_YOUR INSTRUCTIONS_
All the entries need to be duplicated exactly, with the pictures omitted.

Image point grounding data
'''
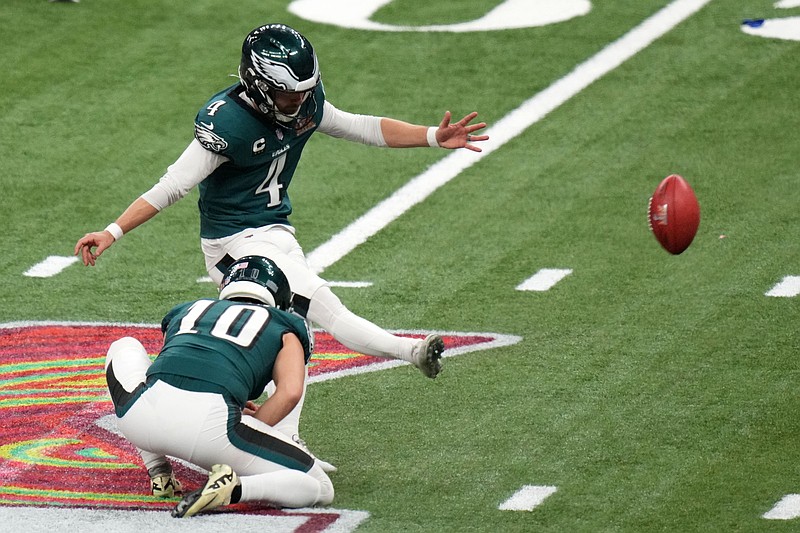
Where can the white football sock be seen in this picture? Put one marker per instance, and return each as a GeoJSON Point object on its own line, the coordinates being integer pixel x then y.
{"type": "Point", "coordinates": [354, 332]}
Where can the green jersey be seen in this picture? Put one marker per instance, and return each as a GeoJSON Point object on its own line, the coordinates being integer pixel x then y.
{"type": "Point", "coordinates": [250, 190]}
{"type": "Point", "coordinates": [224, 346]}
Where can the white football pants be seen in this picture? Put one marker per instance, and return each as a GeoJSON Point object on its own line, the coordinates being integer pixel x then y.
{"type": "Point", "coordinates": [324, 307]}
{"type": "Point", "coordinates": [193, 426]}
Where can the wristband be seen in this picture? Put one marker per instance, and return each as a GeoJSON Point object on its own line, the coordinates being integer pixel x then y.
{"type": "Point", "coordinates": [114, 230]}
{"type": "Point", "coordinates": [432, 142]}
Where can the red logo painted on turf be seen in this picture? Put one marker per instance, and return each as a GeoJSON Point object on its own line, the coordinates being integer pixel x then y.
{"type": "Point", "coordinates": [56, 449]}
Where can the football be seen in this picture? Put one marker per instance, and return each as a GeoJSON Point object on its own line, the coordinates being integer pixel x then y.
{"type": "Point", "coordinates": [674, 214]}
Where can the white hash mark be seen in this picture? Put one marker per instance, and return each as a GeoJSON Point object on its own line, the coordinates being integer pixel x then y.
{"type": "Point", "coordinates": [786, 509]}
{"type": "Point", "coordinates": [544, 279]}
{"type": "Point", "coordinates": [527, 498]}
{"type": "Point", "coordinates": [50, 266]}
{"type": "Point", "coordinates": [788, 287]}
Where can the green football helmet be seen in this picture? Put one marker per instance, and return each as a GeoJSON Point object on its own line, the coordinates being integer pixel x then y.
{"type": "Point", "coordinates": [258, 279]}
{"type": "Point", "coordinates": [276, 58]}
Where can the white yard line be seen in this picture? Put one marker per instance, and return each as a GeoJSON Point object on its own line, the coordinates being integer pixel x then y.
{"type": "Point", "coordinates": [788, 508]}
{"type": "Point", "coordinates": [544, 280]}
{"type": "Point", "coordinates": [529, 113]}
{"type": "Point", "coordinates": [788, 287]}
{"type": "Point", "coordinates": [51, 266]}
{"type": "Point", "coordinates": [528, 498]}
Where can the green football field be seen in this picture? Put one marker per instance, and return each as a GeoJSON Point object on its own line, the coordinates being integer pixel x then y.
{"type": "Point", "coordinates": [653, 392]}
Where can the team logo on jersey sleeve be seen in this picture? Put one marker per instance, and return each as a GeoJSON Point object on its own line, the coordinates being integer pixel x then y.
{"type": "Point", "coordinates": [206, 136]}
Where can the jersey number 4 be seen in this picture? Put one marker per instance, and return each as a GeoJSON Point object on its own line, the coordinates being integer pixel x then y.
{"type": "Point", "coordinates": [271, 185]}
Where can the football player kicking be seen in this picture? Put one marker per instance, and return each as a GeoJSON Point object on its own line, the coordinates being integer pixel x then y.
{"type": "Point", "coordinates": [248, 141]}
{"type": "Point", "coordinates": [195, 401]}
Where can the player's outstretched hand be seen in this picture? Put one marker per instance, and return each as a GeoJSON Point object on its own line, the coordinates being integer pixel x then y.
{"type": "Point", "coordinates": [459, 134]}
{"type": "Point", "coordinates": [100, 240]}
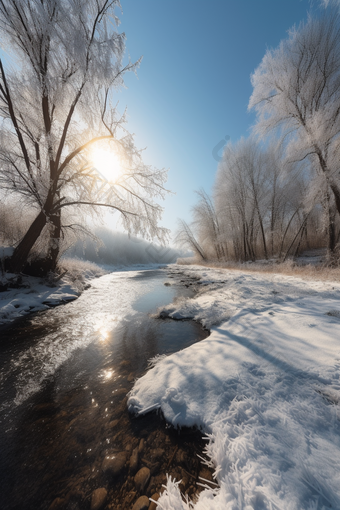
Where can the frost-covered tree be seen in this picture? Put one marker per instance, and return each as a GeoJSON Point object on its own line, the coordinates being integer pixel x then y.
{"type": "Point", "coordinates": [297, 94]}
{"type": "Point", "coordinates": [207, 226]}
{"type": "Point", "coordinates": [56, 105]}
'''
_OUTPUT OF THE EXERCISE_
Where can the white football sock be seen in this picture? Put one marker per instance, and return each as a GeoJSON Point object on its own line, the coordinates being integer pixel x then y.
{"type": "Point", "coordinates": [354, 332]}
Where can the green jersey be seen in this picture? Put one marker per instance, and return each as a GeoJSON Point object on its own line, the coordinates being integer pixel x then y.
{"type": "Point", "coordinates": [250, 190]}
{"type": "Point", "coordinates": [224, 346]}
Where can the white football pants be seen in this picture? Put one marker per instance, and return each as a GeoJSON Point object on its own line, the coordinates being integer pixel x then y.
{"type": "Point", "coordinates": [324, 307]}
{"type": "Point", "coordinates": [193, 426]}
Where can the wristband be seen in this picture? Put one marker per instance, and return each as a GeoJSON Point object on its own line, the coordinates being integer pixel x then y.
{"type": "Point", "coordinates": [114, 230]}
{"type": "Point", "coordinates": [432, 142]}
Where can the red logo painted on turf be seen in this picture? Put one marker per instance, and return each as a GeoJSON Point object on its own line, the coordinates being integer pixel x then y.
{"type": "Point", "coordinates": [56, 449]}
Where can the football be seen in this picture? Put one marker per instance, and return each as a GeoJSON Point object on its own line, the coordinates being integer pixel x then y.
{"type": "Point", "coordinates": [674, 214]}
Where can the white hash mark be seen in this picture? Put one marker per instance, and return each as a GeoJSON Point object on its own line, the coordinates being integer pixel x then y.
{"type": "Point", "coordinates": [786, 509]}
{"type": "Point", "coordinates": [544, 279]}
{"type": "Point", "coordinates": [527, 498]}
{"type": "Point", "coordinates": [50, 266]}
{"type": "Point", "coordinates": [788, 287]}
Where can the green football helmet be seen in this picture? Put one marker per instance, and return each as a GeoJSON Point object on its own line, the coordinates being integer pixel x then y.
{"type": "Point", "coordinates": [258, 279]}
{"type": "Point", "coordinates": [276, 58]}
Where can the white yard line be seen in this picture? Put one marker per instance, and return each as a GeoJSON Point object on its own line, the coordinates being integer pixel x then y.
{"type": "Point", "coordinates": [788, 508]}
{"type": "Point", "coordinates": [544, 280]}
{"type": "Point", "coordinates": [529, 113]}
{"type": "Point", "coordinates": [788, 287]}
{"type": "Point", "coordinates": [51, 266]}
{"type": "Point", "coordinates": [528, 498]}
Where can the green football field be seen in this picture? Put one marker per instance, and return each as a GeoJSON Point object on its own line, the coordinates being integer pixel x then y.
{"type": "Point", "coordinates": [653, 392]}
Where can the team logo on jersey sleeve be seen in this picture? Put one marker per instance, and return each as a GeoJSON Point object on its own line, the coordinates being integer pixel x then y.
{"type": "Point", "coordinates": [206, 136]}
Where can the jersey number 4 be seen in this picture? Put one marker per instance, and return each as a GeoJSON Point object on its own line, the coordinates being integer pixel x then y.
{"type": "Point", "coordinates": [271, 185]}
Where can the football player kicking be seen in this picture? Put one marker per instance, and return each as a GeoJSON Point object on its own line, the coordinates being integer pixel x then y.
{"type": "Point", "coordinates": [248, 141]}
{"type": "Point", "coordinates": [195, 401]}
Where can the player's outstretched hand be seen in this picture? Put one marker per instance, and return each as a GeoJSON Point object on its own line, the coordinates being integer pixel x then y.
{"type": "Point", "coordinates": [459, 134]}
{"type": "Point", "coordinates": [100, 240]}
Where can the frost-covered tree be seen in this picture? Put one marker per instance, and return each as a GeoJSON Point object on its own line, the coordinates being integer pixel x then y.
{"type": "Point", "coordinates": [297, 94]}
{"type": "Point", "coordinates": [207, 226]}
{"type": "Point", "coordinates": [56, 105]}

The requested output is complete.